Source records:
[start]
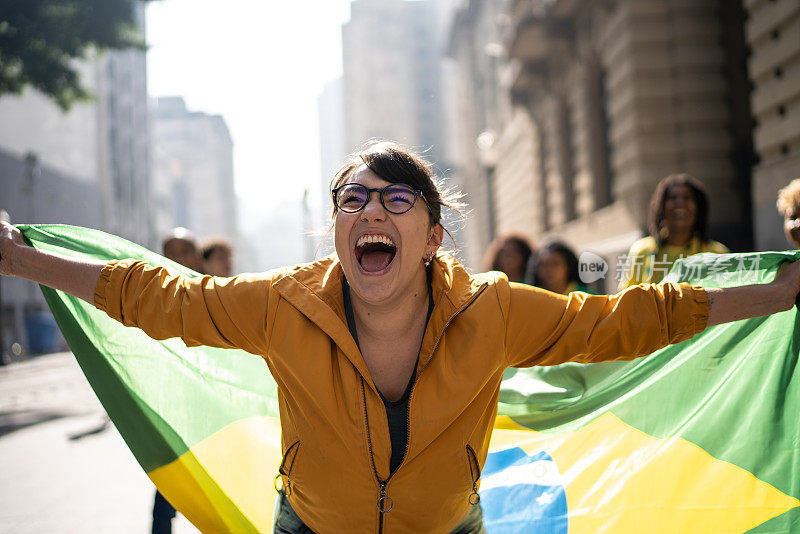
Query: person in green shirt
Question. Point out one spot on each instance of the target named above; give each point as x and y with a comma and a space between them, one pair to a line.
555, 268
678, 224
509, 254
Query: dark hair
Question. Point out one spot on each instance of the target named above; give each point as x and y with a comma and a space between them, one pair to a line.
397, 164
518, 240
656, 215
556, 247
213, 245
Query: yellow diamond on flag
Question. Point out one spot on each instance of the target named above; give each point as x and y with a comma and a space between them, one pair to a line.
620, 480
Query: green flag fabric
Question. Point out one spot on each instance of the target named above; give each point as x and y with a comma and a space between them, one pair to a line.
703, 436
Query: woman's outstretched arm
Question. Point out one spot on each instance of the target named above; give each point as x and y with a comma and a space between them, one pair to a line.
75, 277
745, 302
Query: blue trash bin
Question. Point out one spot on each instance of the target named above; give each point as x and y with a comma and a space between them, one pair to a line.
41, 330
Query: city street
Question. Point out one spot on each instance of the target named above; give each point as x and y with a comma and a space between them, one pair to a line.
63, 467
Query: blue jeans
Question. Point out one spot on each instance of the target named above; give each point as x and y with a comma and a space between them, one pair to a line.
287, 522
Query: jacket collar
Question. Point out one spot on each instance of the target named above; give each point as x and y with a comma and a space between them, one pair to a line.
315, 289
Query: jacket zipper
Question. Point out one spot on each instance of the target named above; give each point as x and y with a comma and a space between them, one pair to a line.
475, 474
385, 500
288, 472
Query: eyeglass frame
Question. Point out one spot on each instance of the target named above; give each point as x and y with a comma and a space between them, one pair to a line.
418, 193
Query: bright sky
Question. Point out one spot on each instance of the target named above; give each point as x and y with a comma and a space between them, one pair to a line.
261, 64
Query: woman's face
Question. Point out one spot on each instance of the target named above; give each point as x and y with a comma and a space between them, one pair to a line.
791, 225
381, 252
680, 208
511, 261
552, 272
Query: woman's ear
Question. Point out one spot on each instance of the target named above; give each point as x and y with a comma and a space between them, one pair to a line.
436, 236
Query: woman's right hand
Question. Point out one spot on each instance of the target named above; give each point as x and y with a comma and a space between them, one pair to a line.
10, 240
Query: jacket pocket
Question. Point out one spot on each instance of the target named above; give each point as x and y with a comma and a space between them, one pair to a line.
287, 464
474, 474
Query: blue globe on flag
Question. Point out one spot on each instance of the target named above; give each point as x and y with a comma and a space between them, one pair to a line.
523, 493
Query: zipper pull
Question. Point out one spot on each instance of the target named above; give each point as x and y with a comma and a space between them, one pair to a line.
474, 497
384, 501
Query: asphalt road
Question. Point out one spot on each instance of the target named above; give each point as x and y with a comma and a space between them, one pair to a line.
63, 467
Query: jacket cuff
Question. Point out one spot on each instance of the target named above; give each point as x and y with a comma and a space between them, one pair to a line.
107, 292
700, 313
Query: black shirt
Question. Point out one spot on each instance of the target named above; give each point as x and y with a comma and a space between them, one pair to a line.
396, 411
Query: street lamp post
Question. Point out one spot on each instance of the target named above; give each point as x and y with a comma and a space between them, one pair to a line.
4, 359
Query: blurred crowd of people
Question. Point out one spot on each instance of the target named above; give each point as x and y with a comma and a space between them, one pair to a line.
677, 227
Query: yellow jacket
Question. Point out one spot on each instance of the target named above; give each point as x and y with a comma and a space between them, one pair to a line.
335, 434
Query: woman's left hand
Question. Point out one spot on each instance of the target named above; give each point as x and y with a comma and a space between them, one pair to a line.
787, 284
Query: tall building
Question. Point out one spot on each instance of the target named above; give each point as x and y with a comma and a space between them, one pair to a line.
88, 167
392, 60
330, 110
597, 102
482, 107
103, 142
773, 36
192, 171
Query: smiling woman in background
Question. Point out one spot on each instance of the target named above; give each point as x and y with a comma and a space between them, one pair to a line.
789, 207
678, 224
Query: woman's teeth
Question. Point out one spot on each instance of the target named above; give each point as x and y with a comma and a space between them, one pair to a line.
364, 239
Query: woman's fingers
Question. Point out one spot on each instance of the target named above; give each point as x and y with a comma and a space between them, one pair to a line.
10, 237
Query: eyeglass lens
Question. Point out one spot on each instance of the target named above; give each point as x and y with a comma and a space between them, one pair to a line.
396, 199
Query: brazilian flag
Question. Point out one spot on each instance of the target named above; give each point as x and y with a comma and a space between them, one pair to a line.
699, 437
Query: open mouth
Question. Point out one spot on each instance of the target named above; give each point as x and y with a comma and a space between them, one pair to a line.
375, 252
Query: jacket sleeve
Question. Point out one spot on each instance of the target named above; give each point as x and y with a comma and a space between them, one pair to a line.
219, 312
544, 328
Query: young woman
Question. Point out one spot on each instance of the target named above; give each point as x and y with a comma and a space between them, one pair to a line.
678, 224
789, 207
509, 254
388, 356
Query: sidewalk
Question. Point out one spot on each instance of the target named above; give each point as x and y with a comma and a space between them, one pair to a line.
51, 483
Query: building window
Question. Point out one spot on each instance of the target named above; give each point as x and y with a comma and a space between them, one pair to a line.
601, 150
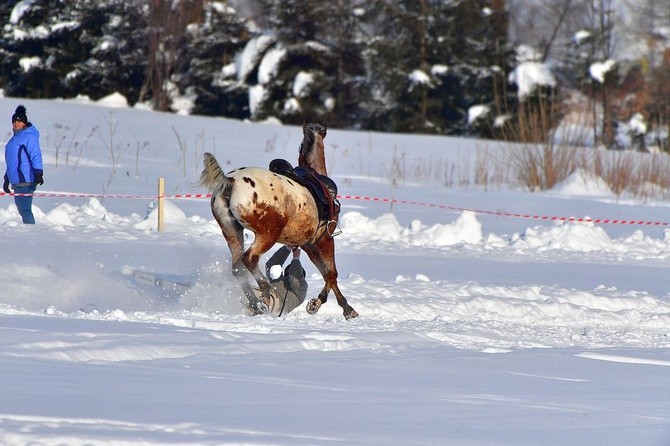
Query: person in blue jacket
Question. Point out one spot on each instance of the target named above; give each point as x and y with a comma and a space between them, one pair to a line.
23, 157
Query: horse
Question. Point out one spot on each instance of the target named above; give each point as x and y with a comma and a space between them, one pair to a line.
277, 209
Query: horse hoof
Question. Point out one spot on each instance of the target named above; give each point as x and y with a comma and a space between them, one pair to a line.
313, 306
350, 315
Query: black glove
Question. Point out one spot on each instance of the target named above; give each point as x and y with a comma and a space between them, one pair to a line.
38, 177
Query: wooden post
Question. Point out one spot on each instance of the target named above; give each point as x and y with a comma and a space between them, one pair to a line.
161, 204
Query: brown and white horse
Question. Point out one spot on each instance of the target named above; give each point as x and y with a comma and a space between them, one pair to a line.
277, 210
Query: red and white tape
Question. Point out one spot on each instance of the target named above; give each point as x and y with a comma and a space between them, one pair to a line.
374, 199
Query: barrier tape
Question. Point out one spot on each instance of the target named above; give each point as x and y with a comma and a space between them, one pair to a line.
374, 199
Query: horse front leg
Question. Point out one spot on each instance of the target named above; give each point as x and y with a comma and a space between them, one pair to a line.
323, 257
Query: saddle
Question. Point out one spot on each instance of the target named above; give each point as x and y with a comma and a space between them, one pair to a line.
322, 188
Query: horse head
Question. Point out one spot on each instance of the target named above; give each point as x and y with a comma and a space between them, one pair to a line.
312, 153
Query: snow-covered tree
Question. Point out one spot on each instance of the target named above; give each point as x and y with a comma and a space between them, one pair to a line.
431, 60
314, 69
210, 50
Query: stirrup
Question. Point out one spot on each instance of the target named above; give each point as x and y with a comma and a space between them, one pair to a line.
335, 231
261, 307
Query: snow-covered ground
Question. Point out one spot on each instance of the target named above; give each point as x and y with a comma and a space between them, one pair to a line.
476, 327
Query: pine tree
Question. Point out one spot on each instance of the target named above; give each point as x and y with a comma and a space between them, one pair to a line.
211, 45
431, 60
315, 70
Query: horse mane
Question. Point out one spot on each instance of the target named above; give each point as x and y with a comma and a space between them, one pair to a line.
311, 148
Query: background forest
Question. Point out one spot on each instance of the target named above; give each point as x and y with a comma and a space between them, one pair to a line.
522, 70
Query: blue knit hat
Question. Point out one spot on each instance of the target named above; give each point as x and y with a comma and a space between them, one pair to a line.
20, 115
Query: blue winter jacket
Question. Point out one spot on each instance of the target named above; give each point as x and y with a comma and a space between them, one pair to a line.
23, 156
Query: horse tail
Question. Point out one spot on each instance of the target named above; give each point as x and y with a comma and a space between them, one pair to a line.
212, 176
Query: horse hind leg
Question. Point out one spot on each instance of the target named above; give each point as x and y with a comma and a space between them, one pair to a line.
233, 232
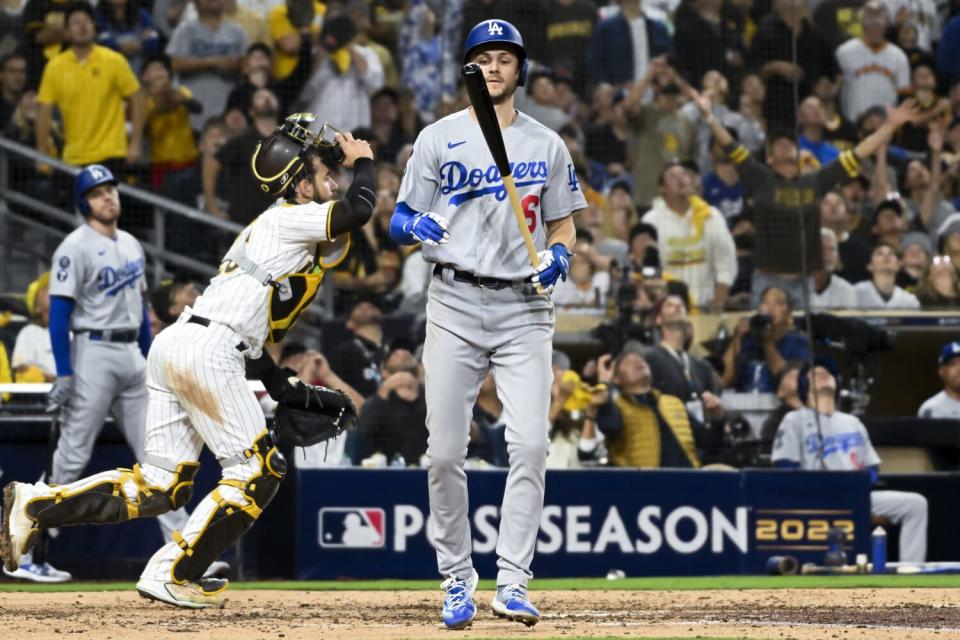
[end]
_Short problem_.
Which lines in the data above contain the string "street"? List each of those lines in full.

_Task answer_.
Query: city street
Query: street lamp post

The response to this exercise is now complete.